Starting at the line that contains "Would you mind indicating the mountain" and ending at the end of the entries, copy out only those lines, requests included, multiplying every answer coordinate by 1.25 and rounding to whole numbers with halves rounded up. Leave the numbers in the requests and their format samples as they are.
## start Data excerpts
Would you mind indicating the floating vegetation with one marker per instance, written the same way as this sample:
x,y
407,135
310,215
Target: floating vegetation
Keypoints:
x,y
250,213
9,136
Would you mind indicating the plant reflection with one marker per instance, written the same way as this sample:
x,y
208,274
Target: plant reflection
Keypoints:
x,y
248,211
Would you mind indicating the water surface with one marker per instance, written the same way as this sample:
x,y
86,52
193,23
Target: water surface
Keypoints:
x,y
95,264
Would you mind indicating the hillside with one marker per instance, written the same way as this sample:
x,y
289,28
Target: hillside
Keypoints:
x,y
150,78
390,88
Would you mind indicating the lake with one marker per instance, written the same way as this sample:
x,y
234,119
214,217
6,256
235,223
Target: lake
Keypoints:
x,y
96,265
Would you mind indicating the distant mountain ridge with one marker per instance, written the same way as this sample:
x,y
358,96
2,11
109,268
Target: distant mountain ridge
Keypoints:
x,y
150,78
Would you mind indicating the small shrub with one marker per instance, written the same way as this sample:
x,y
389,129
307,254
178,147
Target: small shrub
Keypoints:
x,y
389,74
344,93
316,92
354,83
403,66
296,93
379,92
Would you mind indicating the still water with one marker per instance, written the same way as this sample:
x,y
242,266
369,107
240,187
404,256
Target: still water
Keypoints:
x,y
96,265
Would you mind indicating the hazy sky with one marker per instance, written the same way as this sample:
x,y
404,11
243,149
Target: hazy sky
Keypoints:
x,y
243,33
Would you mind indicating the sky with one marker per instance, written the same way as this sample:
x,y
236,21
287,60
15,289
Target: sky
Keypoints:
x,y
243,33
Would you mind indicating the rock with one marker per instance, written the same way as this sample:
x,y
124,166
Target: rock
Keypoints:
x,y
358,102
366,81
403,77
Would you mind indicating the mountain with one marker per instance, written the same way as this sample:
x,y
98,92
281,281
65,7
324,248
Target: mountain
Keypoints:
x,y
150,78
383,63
## end Data excerpts
→ Answer to this problem:
Would you mind indicating the mountain with one marker per instance, written the same way as this sample:
x,y
98,92
281,281
65,7
324,248
Target: mountain
Keypoints:
x,y
188,98
479,79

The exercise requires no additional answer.